→ 所给文章
- - - - -
Kubeadm安装Kubernetes集群

November 20, 2017

前言

kubeadm是kubernetes官方提供的快速安装kubernetes集群的工具,相比以前手动安装各个组件,kubeadm可以说是非常方便了。我在安装的过程中遇到了很多坑,而引起这些坑的根本原因就是网络不通,因为要去拉谷歌的镜像,如果服务器没有配代理的话,会遇到各种各样的问题。所以,建议大家在安装前先配好代理,如果没有代理只能墙内安装,需要从其他镜像仓库把各个镜像拉下来,并修改各个yaml文件。下面详细介绍下我使用代理安装单master k8s集群的过程。

准备工作

说明:此次安装是在CentOS 7上安装v1.8.0版本的k8s。

  • 检查以下端口在各个节点是否被占用
#主节点:
6443*	        Kubernetes API server
2379-2380	    etcd server client API
10250	        Kubelet API
10251	        kube-scheduler
10252	        kube-controller-manager
10255	        Read-only Kubelet API (Heapster)

#工作节点:
10250	        Kubelet API
10255	        Read-only Kubelet API (Heapster)
30000-32767    	Default port range for NodePort Services.
  • 一些准备工作
#关闭防火墙
systemctl stop firewalld
systemctl disable firewalld

#禁用SELinux,允许容器访问宿主机的文件系统
setenforce 0

#将net.bridge.bridge-nf-call-iptables设为1
cat <<EOF >  /etc/sysctl.d/k8s.conf
net.bridge.bridge-nf-call-ip6tables = 1
net.bridge.bridge-nf-call-iptables = 1
EOF
sysctl -p /etc/sysctl.d/k8s.conf

#关闭swap,Kubernetes 1.8开始要求关闭系统的Swap,如果不关闭,默认配置下kubelet将无法启动
swapoff -a

安装docker

这里安装的是17.03.2.ce版本

#卸载已安装的docker
yum list installed | awk '{print $1}' | grep docker | xargs yum -y remove

yum makecache fast
yum install -y yum-utils device-mapper-persistent-data lvm2
yum-config-manager --add-repo https://download.docker.com/linux/centos/docker-ce.repo
yum list docker-ce.x86_64  --showduplicates |sort -r
yum install -y --setopt=obsoletes=0  docker-ce-17.03.2.ce-1.el7.centos  docker-ce-selinux-17.03.2.ce-1.el7.centos

#启动docker
systemctl enable docker
systemctl start docker

Docker从1.13版本开始调整了默认的防火墙规则,禁用了iptables filter表中FOWARD链,这样会引起Kubernetes集群中跨node的pod无法通信,在各个Docker节点执行以下命令:

iptables -P FORWARD ACCEPT

这里建议在各个node将该命令加入到docker的启动配置中,在/etc/systemd/system/docker.service文件中加入以下内容:

ExecStartPost=/usr/sbin/iptables -P FORWARD ACCEPT

然后重启docker:

systemctl daemon-reload
systemctl restart docker

配置代理

#配置全局代理
cat <<EOF >  ~/.bashrc
export http_proxy=http://username:password@ip:port
export https_proxy=http://username:password@ip:port
export no_proxy=localhost,127.0.0.1,<your-server-ip>(本机ip地址)
- - - - -
→ 数据文件的一部分

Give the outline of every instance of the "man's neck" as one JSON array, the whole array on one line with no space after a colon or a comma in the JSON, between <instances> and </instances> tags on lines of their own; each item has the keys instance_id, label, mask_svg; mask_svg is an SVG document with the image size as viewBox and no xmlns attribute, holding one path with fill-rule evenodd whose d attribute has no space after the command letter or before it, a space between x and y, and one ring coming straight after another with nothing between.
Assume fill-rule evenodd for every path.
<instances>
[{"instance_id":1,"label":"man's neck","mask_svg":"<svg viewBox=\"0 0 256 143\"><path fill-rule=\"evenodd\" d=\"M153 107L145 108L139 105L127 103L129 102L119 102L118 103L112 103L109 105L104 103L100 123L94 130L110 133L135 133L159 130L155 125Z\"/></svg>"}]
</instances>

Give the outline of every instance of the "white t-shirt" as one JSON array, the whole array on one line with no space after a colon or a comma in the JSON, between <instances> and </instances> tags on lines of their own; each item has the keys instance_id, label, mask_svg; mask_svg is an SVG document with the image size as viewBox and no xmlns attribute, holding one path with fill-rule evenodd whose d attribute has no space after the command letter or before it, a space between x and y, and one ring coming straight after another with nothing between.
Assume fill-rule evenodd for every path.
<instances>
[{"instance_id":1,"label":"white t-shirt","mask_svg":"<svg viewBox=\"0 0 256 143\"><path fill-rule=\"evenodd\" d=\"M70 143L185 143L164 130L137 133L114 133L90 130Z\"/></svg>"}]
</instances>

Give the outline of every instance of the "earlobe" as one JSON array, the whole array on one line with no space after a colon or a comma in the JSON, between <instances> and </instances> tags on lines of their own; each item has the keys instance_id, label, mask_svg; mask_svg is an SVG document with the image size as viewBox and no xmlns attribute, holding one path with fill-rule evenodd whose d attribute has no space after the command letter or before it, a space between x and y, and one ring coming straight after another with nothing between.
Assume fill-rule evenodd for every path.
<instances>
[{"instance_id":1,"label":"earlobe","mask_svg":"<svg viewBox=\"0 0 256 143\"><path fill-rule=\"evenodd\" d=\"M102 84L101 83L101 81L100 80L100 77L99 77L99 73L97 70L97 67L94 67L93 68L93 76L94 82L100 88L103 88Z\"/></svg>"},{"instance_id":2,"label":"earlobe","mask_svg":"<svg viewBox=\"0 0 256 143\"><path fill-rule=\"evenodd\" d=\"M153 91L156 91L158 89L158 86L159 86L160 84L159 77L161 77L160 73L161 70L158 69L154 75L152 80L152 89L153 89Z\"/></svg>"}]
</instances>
- - - - -
→ 任务要求
续写这篇介绍用kubeadm安装Kubernetes集群的文章，从文中最后一行之后接着写下去。

→ 任务输出
EOF
source ~/.bashrc	

#配置docker代理,拉谷歌镜像要用到:
mkdir -p /etc/systemd/system/docker.service.d/
cat <<EOF > /etc/systemd/system/docker.service.d/http-proxy.conf
[Service]
Environment="HTTP_PROXY=http://username:password@ip:port" "HTTPS_PROXY=http://username:password@ip:port" "NO_PROXY=localhost,127.0.0.1,<your-server-ip>"
EOF
systemctl daemon-reload
systemctl restart docker

安装kubeadm、kubelet、kubectl

配置谷歌yum源

cat <<EOF > /etc/yum.repos.d/kubernetes.repo
[kubernetes]
name=Kubernetes
baseurl=https://packages.cloud.google.com/yum/repos/kubernetes-el7-x86_64
enabled=1
gpgcheck=1
repo_gpgcheck=1
gpgkey=https://packages.cloud.google.com/yum/doc/yum-key.gpg https://packages.cloud.google.com/yum/doc/rpm-package-key.gpg
EOF

安装kubeadm、kubelet、kubectl

yum install -y kubelet kubeadm kubectl
systemctl daemon-reload
systemctl enable kubelet
systemctl start kubelet

这里要确保docker和kubelet的cgroup driver一致,若不一致,请修改为systemdcgroupfs

查看docker的cgroup driver:docker info|grep Cgroup,kubelet的启动参数--cgroup-driver的默认值为cgroupfs,而yum安装kubeadm和kubelet时,生成的/etc/systemd/system/kubelet.service.d/10-kubeadm.conf文件将这个参数值改为了systemd。可以查看该文件的内容cat /etc/systemd/system/kubelet.service.d/10-kubeadm.conf|grep cgroup

这里修改docker的cgroup driver为systemd

cat << EOF > /etc/docker/daemon.json
{
  "exec-opts": ["native.cgroupdriver=systemd"]
}
EOF

重启docker

systemctl daemon-reload
systemctl restart docker

初始化

指定安装k8s版本为v1.8.0,第二个参数值表明pod网络指定为flannel,更多参数可以查看help

kubeadm init --kubernetes-version v1.8.0 --pod-network-cidr=10.244.0.0/16

因为我安装的是单master的集群,所以只在主节点服务器执行该init操作,工作节点上不要执行。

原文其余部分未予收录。